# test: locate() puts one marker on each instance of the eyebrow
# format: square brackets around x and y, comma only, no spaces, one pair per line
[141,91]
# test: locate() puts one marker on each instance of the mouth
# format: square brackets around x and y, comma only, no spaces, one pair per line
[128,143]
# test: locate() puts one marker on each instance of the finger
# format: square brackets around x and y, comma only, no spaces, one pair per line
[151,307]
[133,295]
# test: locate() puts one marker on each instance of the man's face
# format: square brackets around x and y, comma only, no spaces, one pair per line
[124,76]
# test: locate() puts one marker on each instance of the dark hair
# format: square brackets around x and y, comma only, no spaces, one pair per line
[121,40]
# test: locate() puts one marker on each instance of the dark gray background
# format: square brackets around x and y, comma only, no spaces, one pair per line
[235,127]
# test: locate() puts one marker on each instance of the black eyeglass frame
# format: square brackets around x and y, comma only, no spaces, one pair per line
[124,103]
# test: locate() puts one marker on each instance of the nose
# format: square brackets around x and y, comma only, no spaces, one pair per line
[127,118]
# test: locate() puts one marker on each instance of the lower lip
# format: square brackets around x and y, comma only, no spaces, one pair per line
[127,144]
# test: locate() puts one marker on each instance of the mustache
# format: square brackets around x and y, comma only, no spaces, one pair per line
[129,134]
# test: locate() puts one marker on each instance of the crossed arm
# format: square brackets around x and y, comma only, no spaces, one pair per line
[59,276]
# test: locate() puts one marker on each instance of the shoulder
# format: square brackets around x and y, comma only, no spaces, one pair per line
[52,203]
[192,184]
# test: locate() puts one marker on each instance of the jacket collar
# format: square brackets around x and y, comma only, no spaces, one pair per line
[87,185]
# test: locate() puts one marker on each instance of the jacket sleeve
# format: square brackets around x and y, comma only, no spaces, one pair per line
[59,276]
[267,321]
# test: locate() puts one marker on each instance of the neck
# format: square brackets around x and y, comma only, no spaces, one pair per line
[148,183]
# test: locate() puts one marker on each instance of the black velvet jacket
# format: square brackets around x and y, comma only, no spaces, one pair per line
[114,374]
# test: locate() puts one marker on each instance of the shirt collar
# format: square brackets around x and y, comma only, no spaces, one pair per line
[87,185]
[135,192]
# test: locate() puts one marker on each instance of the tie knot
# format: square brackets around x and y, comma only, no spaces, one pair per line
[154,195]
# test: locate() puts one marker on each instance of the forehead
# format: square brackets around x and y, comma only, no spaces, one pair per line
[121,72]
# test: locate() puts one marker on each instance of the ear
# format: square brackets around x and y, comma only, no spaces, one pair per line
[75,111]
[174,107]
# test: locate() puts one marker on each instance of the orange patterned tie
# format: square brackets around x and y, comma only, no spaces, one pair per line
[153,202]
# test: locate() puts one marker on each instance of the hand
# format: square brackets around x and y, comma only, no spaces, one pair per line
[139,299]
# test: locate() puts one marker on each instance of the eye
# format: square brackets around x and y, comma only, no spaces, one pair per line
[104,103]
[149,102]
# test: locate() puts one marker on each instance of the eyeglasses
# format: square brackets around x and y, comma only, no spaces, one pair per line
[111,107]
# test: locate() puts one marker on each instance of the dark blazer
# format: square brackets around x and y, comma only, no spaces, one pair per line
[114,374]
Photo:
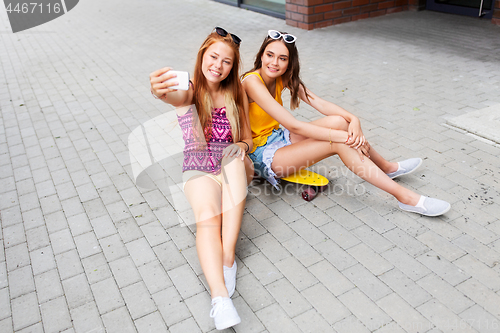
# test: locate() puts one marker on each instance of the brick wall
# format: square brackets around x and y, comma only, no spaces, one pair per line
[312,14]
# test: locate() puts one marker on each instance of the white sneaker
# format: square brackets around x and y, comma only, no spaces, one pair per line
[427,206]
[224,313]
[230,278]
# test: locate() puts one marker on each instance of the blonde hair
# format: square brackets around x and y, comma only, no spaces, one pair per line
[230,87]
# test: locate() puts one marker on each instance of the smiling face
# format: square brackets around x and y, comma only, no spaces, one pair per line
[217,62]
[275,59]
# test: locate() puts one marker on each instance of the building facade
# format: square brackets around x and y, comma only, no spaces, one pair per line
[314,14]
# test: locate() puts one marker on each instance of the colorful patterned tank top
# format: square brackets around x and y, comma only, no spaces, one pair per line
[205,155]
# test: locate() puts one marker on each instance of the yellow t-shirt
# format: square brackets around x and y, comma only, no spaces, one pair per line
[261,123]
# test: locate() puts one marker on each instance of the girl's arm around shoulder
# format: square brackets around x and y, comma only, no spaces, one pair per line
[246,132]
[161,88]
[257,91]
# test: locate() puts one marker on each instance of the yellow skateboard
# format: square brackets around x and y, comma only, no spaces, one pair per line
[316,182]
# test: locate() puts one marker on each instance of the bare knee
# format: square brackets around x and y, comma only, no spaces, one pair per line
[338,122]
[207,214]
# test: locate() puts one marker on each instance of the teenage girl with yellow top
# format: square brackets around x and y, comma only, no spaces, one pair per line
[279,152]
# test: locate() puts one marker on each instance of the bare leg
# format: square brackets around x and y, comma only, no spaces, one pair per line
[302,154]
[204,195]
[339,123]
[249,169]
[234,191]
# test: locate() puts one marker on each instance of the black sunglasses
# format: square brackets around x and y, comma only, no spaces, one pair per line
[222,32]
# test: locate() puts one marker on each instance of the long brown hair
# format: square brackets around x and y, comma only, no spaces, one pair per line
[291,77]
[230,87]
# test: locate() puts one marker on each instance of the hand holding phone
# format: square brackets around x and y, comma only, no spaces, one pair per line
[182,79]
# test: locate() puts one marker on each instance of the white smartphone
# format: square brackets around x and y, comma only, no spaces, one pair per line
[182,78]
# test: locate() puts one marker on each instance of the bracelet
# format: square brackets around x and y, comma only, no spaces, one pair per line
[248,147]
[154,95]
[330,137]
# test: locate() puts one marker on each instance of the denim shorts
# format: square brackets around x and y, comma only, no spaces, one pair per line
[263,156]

--------------------

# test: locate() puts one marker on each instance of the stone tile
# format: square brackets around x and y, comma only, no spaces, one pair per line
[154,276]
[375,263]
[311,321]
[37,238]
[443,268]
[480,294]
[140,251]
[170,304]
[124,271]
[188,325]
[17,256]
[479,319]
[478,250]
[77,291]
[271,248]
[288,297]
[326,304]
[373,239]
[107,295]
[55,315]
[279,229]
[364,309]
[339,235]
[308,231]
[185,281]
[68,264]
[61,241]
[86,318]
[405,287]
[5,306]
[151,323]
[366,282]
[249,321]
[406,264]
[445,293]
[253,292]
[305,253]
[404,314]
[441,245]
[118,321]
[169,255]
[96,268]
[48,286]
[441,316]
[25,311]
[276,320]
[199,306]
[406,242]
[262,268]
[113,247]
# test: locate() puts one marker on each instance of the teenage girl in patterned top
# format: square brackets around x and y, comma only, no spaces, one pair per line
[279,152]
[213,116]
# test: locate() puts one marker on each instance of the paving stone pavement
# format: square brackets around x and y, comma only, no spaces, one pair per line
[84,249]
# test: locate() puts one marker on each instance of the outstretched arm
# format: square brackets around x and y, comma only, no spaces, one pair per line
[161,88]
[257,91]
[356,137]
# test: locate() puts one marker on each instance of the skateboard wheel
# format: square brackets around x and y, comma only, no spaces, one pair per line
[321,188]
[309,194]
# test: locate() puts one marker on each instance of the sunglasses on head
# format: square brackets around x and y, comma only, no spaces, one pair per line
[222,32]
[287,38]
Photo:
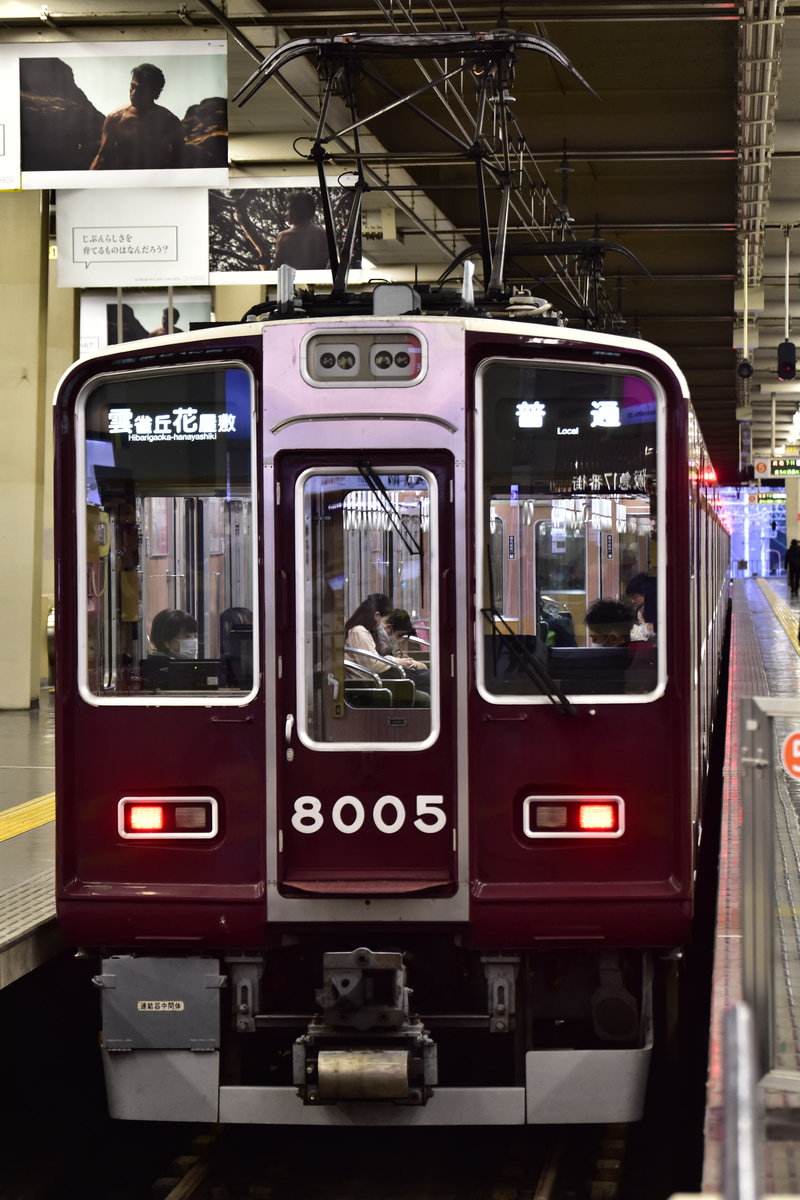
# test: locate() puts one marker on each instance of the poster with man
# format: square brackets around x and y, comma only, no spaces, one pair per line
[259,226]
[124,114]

--------------------

Work request: Look above for the line that contains "the jacket collar". Starting there, transcribe every line exactly until you have copied the line that contains "the jacket sleeve".

Answer to this problem:
# test: locate() puts one marker on each instance of the jacket collar
# format: square brackets around x and y, comma only, no spaces, one pair per line
[87,185]
# test: locate() puts one marker on each instance of the jacket sleeve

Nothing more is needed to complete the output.